» **Short task**: Edit the records starting with the line containing "Mark a point on each instance of the spectator" and going on through the line containing "(1188, 526)", swapping "white wall plaster" for "white stucco wall" and keeping everything else unchanged. Omit the pictures from your output.

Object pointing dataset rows
#####

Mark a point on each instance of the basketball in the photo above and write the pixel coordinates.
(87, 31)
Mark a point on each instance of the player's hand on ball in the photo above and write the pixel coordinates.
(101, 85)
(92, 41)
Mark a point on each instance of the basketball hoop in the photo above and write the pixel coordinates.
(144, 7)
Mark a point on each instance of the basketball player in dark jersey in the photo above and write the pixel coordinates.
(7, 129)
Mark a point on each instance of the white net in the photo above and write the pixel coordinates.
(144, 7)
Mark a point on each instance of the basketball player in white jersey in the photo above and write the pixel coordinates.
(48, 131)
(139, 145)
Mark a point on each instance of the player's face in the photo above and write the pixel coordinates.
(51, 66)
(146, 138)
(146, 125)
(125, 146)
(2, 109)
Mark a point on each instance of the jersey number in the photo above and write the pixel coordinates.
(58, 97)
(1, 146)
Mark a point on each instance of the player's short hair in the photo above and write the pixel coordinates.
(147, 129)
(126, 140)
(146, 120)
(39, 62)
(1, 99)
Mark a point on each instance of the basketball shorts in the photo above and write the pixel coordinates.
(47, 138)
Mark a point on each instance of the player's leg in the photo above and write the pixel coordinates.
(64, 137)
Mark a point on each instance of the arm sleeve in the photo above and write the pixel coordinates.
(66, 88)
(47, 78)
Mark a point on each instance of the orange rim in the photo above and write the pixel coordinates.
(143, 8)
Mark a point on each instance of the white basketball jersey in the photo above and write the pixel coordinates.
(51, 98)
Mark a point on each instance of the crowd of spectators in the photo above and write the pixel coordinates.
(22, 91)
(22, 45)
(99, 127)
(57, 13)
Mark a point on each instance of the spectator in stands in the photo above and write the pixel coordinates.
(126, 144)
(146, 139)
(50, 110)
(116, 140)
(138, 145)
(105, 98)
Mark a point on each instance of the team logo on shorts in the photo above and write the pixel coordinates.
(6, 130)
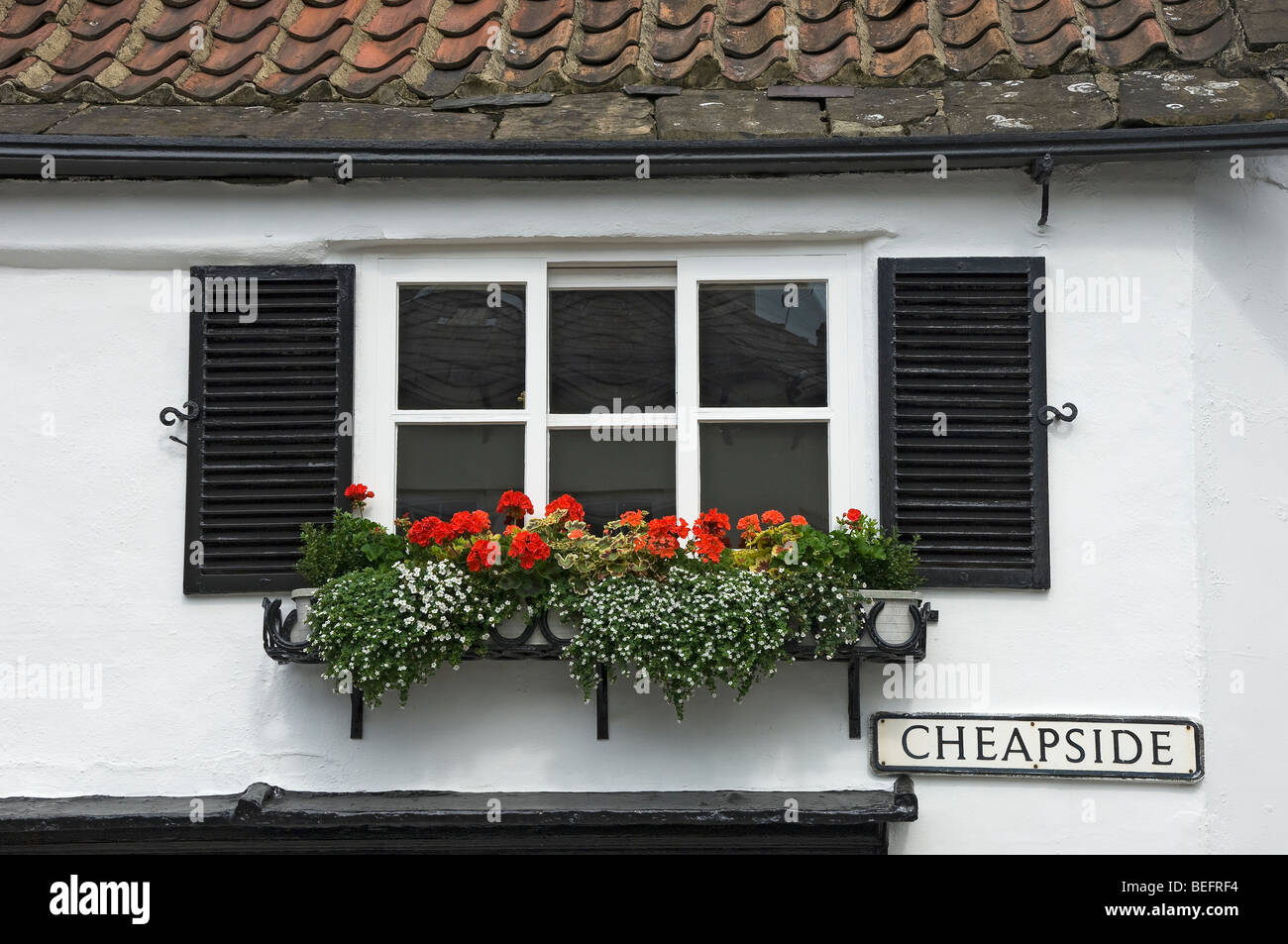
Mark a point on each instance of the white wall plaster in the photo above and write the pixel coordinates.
(1188, 526)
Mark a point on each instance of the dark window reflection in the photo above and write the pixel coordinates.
(449, 469)
(748, 468)
(613, 476)
(763, 346)
(460, 347)
(608, 344)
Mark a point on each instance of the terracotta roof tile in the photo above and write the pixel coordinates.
(456, 52)
(1192, 16)
(1132, 46)
(175, 20)
(742, 12)
(597, 48)
(887, 35)
(1207, 42)
(751, 39)
(1119, 17)
(818, 67)
(94, 18)
(279, 48)
(390, 21)
(14, 50)
(533, 17)
(1047, 52)
(206, 86)
(140, 82)
(375, 55)
(303, 55)
(526, 52)
(526, 77)
(237, 24)
(600, 73)
(1038, 22)
(673, 71)
(76, 58)
(671, 46)
(154, 58)
(888, 64)
(967, 27)
(751, 68)
(359, 82)
(823, 35)
(814, 11)
(604, 14)
(969, 58)
(316, 22)
(464, 18)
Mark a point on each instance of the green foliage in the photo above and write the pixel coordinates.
(697, 629)
(393, 629)
(647, 595)
(351, 544)
(874, 558)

#####

» **Written reply**:
Mark a point on each instance of the spectator in stands in the photo above and write the pixel coordinates.
(126, 144)
(146, 139)
(50, 110)
(116, 140)
(138, 145)
(105, 98)
Mark a point on each instance of the team logo on shorts in the photo above and write the pixel coordinates.
(6, 130)
Mark a point on each instance of the white stucco wall in the photo above and write the pixel coordinates.
(1188, 526)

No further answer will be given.